→ SOURCE DOCUMENT
· · · ·
President Obama can't say he wasn't warned. But the advice was ignored. Now it has come to pass. Eighteen months ago, I warned then-presidential candidate Barack Obama that should he get elected, he should not allow his administration to fall into the clutches of Washington insiders.

It has been said that Obama had to go to some lengths to get the well-wired Emanuel to leave the Hill and help the new administration navigate the ways of Washington. But now, as Obama's approval rating has dipped below 50 percent, Emanuel is taking some heat. He is accused of not having what it takes to run the White House or serve as Obama's gatekeeper.

It's hard to recall the last time differences between a White House chief of staff and his boss have been aired so publicly -- and to the president's distinct disadvantage.

The column made it clear that on those key decisions that ended up landing the administration in trouble, it was the president -- not Rahm Emanuel -- who got it wrong.

Items:

- Emanuel "bitterly" opposed former White House counsel Greg Craig's plan to close Guantanamo within a year but was overruled by Obama. "The president would have been better off heeding Emanuel's counsel";

- Emanuel fought against Attorney General Eric Holder's plan to try Khalid Sheik Mohammed in New York and lost. "Another political fiasco";

- Emanuel argued for a smaller, more politically popular health-care bill, but Obama disregarded that strategy. "The result was . . . disastrous";

- Emanuel successfully got 11 substantive bills on Obama's desk in the first half of 2009, but in the second half, Obama let himself get bogged down with big-ticket items and the momentum stopped. "Congress has ground to a halt."
· · · ·
→ EXTRACTED RECORDS

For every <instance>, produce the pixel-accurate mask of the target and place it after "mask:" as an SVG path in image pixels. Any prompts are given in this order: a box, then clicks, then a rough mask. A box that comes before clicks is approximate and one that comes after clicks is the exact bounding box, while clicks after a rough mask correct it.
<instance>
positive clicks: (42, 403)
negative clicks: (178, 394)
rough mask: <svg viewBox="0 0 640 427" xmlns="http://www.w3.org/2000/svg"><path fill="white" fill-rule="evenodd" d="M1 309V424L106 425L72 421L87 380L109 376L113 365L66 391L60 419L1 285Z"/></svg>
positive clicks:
· · · ·
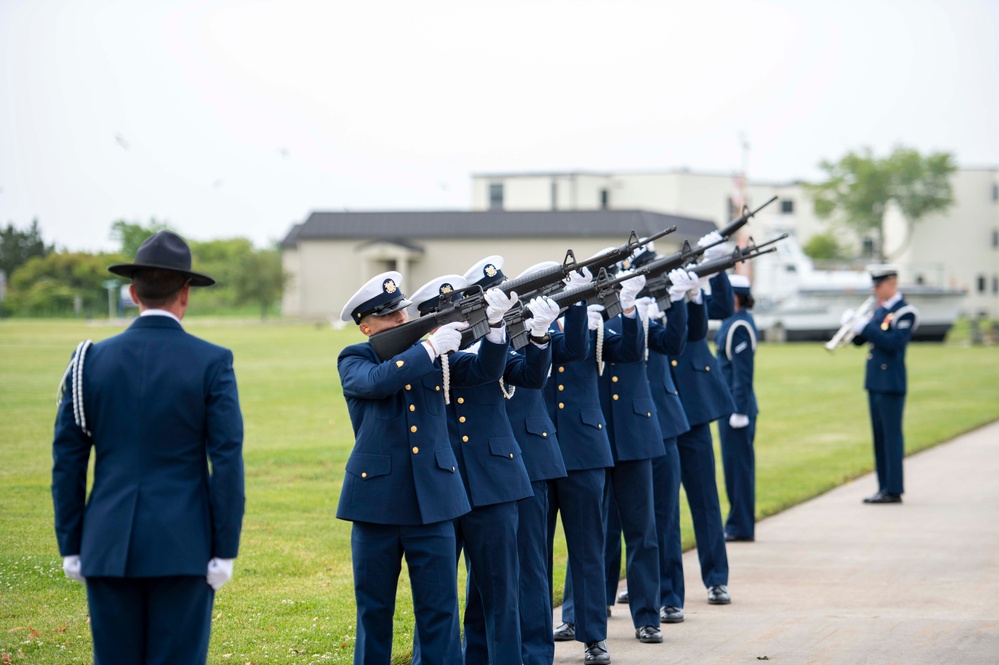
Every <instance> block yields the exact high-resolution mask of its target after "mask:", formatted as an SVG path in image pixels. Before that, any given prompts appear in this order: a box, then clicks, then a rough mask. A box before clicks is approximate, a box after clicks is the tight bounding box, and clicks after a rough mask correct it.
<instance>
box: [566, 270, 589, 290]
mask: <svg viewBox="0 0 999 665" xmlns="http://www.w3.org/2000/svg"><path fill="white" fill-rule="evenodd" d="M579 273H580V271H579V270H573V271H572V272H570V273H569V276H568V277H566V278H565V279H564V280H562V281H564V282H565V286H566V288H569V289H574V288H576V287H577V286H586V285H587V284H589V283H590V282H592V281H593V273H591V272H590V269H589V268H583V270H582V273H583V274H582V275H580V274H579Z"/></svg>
· · · ·
→ EXPLORE THE MATERIAL
a. According to the column on Obama and Rahm Emanuel, how many substantive bills did Emanuel get on Obama's desk in the first half of 2009?
b. Write a continuation of the column on Obama and Rahm Emanuel, starting right after its last sentence.
Set the items aside; they have no part in this.

→ OUTPUTS IN ORDER
a. 11

b.
When Obama wasn't screwing up, the column suggested, his close confidants -- Valerie Jarrett, Robert Gibbs and David Axelrod (dubbed "the Cult of Obama") -- were.

There's this jewel of an inside jab: "A good example was Obama's unproductive China trip in November. Jarrett, Gibbs and Axelrod went along as courtiers; Emanuel remained at his desk in Washington, struggling to keep alive the big health-care bill that he didn't want in the first place."

It was, perhaps, cheeky of me to say in the June 2008 column that personal aggrandizement is everything to Washington insiders. But I didn't rule them out of administration jobs. "They know stuff," I acknowledged. "Just don't put them in charge."